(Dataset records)
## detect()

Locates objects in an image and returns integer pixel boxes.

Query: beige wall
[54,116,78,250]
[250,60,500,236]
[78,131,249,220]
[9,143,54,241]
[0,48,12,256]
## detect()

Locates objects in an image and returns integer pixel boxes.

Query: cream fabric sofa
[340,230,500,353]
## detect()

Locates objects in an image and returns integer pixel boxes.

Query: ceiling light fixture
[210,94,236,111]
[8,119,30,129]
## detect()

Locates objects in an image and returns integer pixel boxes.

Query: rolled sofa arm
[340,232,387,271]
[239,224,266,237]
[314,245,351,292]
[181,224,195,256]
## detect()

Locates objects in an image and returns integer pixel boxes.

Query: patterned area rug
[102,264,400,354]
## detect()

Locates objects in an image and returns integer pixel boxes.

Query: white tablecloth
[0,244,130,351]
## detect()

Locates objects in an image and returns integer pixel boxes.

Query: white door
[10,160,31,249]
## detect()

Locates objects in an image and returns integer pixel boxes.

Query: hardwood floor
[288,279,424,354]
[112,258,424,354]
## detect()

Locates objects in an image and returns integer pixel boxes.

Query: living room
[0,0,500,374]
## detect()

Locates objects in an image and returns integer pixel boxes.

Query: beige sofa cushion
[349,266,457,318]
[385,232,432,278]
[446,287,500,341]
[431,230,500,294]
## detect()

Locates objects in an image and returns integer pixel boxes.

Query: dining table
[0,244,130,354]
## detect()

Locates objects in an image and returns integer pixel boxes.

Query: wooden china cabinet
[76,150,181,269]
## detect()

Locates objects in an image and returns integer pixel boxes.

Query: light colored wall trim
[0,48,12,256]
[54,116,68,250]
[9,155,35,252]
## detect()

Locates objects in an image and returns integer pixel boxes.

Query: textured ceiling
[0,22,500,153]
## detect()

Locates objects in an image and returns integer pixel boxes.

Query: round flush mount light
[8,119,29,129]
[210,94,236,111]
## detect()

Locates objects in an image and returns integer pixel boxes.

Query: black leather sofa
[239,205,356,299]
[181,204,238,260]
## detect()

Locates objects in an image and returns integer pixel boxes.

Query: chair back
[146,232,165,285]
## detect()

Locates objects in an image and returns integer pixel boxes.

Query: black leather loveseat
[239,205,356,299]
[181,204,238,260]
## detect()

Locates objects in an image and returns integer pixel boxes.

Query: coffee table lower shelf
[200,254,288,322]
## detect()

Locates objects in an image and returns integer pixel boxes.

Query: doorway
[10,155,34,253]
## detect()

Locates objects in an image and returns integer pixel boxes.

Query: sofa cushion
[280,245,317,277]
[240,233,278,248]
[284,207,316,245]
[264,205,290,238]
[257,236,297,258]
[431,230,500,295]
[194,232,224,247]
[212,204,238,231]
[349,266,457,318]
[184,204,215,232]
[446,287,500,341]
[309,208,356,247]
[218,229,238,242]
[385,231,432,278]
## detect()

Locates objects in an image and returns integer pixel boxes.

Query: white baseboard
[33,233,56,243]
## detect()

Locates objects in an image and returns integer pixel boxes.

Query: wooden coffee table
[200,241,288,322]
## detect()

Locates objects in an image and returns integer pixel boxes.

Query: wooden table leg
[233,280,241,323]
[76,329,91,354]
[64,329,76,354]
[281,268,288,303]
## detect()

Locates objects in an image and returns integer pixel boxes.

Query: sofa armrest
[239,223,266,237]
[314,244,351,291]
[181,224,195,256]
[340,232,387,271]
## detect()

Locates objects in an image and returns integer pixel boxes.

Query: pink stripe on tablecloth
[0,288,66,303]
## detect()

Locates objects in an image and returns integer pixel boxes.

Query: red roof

◆ **Written problem**:
Reproduce all of the records above word for word, without changing anything.

◆ **Exercise output**:
## detect()

Locates objects in an image and returns integer pixel boxes.

Query: beige wall
[54,116,78,250]
[250,60,500,236]
[78,131,249,220]
[9,143,54,241]
[0,48,12,256]
## detect()

Locates objects in an image and returns integer pixel boxes.

Query: cream fabric sofa
[340,230,500,353]
## detect()

Locates objects in an image and returns integer pixel boxes.

Query: ceiling light fixture
[210,94,236,111]
[8,119,30,129]
## detect()

Locates objects in an image and returns integer pixel boxes.

Query: rolled sofa arm
[340,232,387,271]
[239,224,266,237]
[314,245,351,292]
[181,224,195,256]
## detect()

Locates objects in an image and returns integer pixel boxes.

Query: patterned area rug
[102,264,400,354]
## detect()

Locates objects in an image and returns integer pixel boxes.

Query: white tablecloth
[0,244,130,351]
## detect()

Locates objects in an image and returns integer pixel boxes.

Query: white door
[10,160,31,249]
## detect()

Locates objects in an image and returns integer pixel boxes.

Query: hardwood floor
[288,279,424,354]
[112,258,424,354]
## detect()

Locates objects in an image and returns integer pixel boxes.

Query: living room
[0,0,500,374]
## detect()

Locates objects in an image and returns integer pixel boxes.

Query: beige sofa cushion
[349,266,457,318]
[385,232,432,278]
[446,287,500,341]
[431,230,500,294]
## detect()

Locates objects in an image and returns integer pixel boxes.

Query: dining table
[0,244,130,354]
## detect()

Locates objects in an image and returns integer pixel boxes.

Query: wooden china cabinet
[76,150,181,269]
## detect()

Locates objects in an image and returns integer pixel boxes.

Query: light colored wall trim
[0,48,12,256]
[54,116,68,250]
[9,155,35,252]
## detect()

Locates objects in an image and returns integer pixel boxes.

Query: textured ceiling
[0,22,500,153]
## detect()

Locates objects in an image and returns integer pixel boxes.

Query: round flush mount light
[8,119,29,129]
[210,94,236,111]
## detect()

Locates objects in an image and returns integer pixel boxes.

Query: black leather sofa
[239,205,356,299]
[181,204,238,260]
## detect()

Locates objects in an image and returns integer pixel boxes.

Query: chair back
[146,232,165,285]
## detect()

Locates objects in an image and returns integer pixel boxes.

Query: black leather loveseat
[239,205,356,299]
[181,204,238,260]
## detect()

Locates objects in an image and returns integer pixel boxes.

Query: coffee table lower shelf
[200,254,288,322]
## detect()

Locates objects in an image and returns integer pixel boxes.

Query: doorway
[10,155,34,253]
## detect()

Locates objects in an image and returns integer pixel boxes.

Query: sofa cushion
[280,245,317,277]
[240,233,278,248]
[284,207,316,245]
[264,205,290,238]
[257,236,297,258]
[431,230,500,295]
[194,232,224,247]
[212,204,238,231]
[349,266,457,318]
[184,204,215,232]
[446,287,500,341]
[309,208,356,247]
[218,229,238,242]
[385,231,432,278]
## detect()

Locates objects in an image and returns integer pixel boxes.

Query: white baseboard
[33,233,56,243]
## detect()

Locates objects in an image and returns integer pixel boxes.

Query: wooden coffee table
[200,241,288,322]
## detect()

Locates objects in an image and returns integer pixel boxes.

Query: wooden table leg
[233,280,241,323]
[76,329,91,354]
[64,329,76,354]
[281,268,288,303]
## detect()

Locates objects in an image and returns integer pixel boxes.

Query: sofa armrest
[239,223,266,237]
[314,244,351,291]
[181,224,195,256]
[340,232,387,271]
## detect()

Locates objects in an image and returns integer pixel boxes.

Query: pink stripe on tablecloth
[0,288,66,303]
## detect()

Locates objects in an image and returns integer pixel boxes.

Query: red roof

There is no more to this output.